Outre le référentiel des activités professionnelles (quelles compétences pour le préparateur…) et celui de certification (qui détaille les modalités pour passer le diplôme), la colonne vertébrale est le référentiel des savoirs associés. Il liste le programme et les compétences attendues. Il doit être rempli pour un enseignement complet et à jour. Les sources sont nombreuses : ouvrages spécialisés, dont ceux des éditions Porphyre, publications scientifiques et législatives pour la mise à jour, mais aussi cours d’élèves ayant terminé récemment leur cursus, discussions avec d’autres professeurs… Vous trouverez en ligne quelques aides pour démarrer en tant qu’enseignant, comme sur Wikihow (http://fr.wikihow.com/préparer-un-cours).

À savoir : dans certains CFA, des tuteurs sont présents pour accompagner les nouveaux enseignants.

═══

Tâches à réaliser =>
a) D'après l'extrait sur les référentiels de formation, quel référentiel en est la colonne vertébrale ?
b) Traduisez en anglais cette phrase de l'extrait sur les référentiels de formation : « À savoir : dans certains CFA, des tuteurs sont présents pour accompagner les nouveaux enseignants. »
c) Rédigez la suite de l'extrait sur les référentiels de formation, à partir de sa dernière phrase.
Le matériel présenté ensuite provient d'une autre source.

Informations affichées =>
═══

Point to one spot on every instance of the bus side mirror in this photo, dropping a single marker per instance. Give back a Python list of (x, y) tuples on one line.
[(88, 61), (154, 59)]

═══

Réponses aux exercices =>
a) Le référentiel des savoirs associés.

b) Good to know: in some CFAs, tutors are on hand to support new teachers.

c)
Façonner sa pédagogie

→ S’adapter aux élèves. Les apprenants sont de jeunes adultes, mais aussi des personnes en reconversion professionnelle déjà diplômées, avec BTS, licence, maîtrise, voire master… La bonne idée pour mieux répondre à cette mixité est de suivre une formation à la « formation des adultes », parfois proposée par le CFA aux nouveaux professeurs via l’Association nationale pour la formation professionnelle de la pharmacie (www.anfpp.fr).

→ Partager l’expérience. Pour rendre le cours vivant et répondre à la soif d’exemples concrets des élèves, illustrez largement les cours avec des situations de terrain : « Voici le principe de l’IRM, comment l’expliquer à un patient anxieux avec une ordonnance de produits de contraste ? », « Nous venons de voir les traitements du RGO, ou reflux gastro-œsophagien, que conseillerez-vous à une femme enceinte au comptoir ? »

→ Soigner la relation. Pour trouver la bonne distance en conservant un bon esprit, l’idée est de considérer les élèves comme de futurs collègues. Et de se rappeler qu’ils pourront bientôt, qui sait, travailler dans votre équipe !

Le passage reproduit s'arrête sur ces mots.